-------- FRAGMENTO DE TEXTO
En esos primeros meses la madre acudía cada tres horas a la guardería, ubicada en la misma calle que su trabajo, para amamantar a su criatura. Se creó tal lazo afectivo, que el niño dejó el pecho materno sólo hasta que sopló las seis velitas del pastel de cumpleaños y cuando pronto la cigüeña anunciaría la llegada de un hermanito, Diego.
Más que madre e hijo, Mirna y Roberto eran amigos, cómplices, compañeros de la vida. El niño después cursó el kínder, la primaria, la secundaria, siempre cerca de su madre que le matriculó en escuelas cercanas a su centro de trabajo.
Mirna atesoró de su hijo el primer diente que mudó, un mechón del cabello, la foto en la que le amamanta… y los recuerdos: “era muy chipilón, llorón. ‘La Chilindrina’ le llamaban por llorón”.
A los 10 años Roberto aprendió a conducir un vehículo y a los 15 tuvo que aprender a conducir su vida porque, apenas iniciando la preparatoria, supo que sería padre. Se casó joven y de esa relación nació su primera hija.
----------------
EJERCICIOS —
(a) ¿Hasta qué edad tomó Roberto el pecho materno, según el fragmento?
(b) ¿Por qué tuvo Roberto que aprender a conducir su vida a los 15 años, según el fragmento?
(c) Cambia "escuelas" por "colegios" y reproduce todo el fragmento desde "Más que madre" hasta "su primera hija.".
El listado proviene de otra fuente.
-------- MATERIAL DE ESTUDIO
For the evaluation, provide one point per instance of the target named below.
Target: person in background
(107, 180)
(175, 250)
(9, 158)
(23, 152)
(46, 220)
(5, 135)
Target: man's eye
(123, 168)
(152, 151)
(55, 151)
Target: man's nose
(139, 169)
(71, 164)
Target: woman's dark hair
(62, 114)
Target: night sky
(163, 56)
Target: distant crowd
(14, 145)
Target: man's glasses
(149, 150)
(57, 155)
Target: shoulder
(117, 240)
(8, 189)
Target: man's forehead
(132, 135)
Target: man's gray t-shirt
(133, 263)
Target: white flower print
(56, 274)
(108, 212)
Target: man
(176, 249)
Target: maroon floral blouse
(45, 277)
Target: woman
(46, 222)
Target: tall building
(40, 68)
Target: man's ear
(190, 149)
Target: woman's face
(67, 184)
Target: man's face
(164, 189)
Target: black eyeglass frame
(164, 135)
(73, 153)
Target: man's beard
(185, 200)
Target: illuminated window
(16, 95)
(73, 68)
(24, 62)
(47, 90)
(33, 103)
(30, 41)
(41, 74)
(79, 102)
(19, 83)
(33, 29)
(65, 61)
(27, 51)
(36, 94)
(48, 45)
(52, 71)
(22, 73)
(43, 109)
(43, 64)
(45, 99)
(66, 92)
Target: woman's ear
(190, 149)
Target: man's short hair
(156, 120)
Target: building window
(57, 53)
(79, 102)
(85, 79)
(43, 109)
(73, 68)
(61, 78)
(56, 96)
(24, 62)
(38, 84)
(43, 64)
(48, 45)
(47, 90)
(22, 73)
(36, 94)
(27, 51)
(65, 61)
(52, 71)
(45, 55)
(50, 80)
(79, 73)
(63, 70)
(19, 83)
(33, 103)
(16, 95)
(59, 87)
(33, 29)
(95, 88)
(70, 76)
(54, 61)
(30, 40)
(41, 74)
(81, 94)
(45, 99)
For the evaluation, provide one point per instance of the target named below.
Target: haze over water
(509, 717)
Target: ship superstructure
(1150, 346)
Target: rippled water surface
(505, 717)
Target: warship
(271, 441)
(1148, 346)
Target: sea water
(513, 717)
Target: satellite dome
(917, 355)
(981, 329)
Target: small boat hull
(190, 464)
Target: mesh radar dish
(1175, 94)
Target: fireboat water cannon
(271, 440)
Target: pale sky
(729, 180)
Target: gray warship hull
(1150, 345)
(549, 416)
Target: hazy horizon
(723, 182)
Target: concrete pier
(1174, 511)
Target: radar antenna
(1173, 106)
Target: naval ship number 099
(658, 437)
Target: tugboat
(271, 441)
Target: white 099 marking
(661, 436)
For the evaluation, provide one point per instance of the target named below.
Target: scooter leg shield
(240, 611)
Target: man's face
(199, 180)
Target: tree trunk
----------------
RESPUESTAS POR EJERCICIO —
(a) Hasta que sopló las seis velitas de su pastel de cumpleaños, es decir, hasta los seis años.

(b) Porque, apenas iniciando la preparatoria, supo que sería padre.

(c)
Más que madre e hijo, Mirna y Roberto eran amigos, cómplices, compañeros de la vida. El niño después cursó el kínder, la primaria, la secundaria, siempre cerca de su madre que le matriculó en colegios cercanas a su centro de trabajo.
Mirna atesoró de su hijo el primer diente que mudó, un mechón del cabello, la foto en la que le amamanta… y los recuerdos: “era muy chipilón, llorón. ‘La Chilindrina’ le llamaban por llorón”.
A los 10 años Roberto aprendió a conducir un vehículo y a los 15 tuvo que aprender a conducir su vida porque, apenas iniciando la preparatoria, supo que sería padre. Se casó joven y de esa relación nació su primera hija.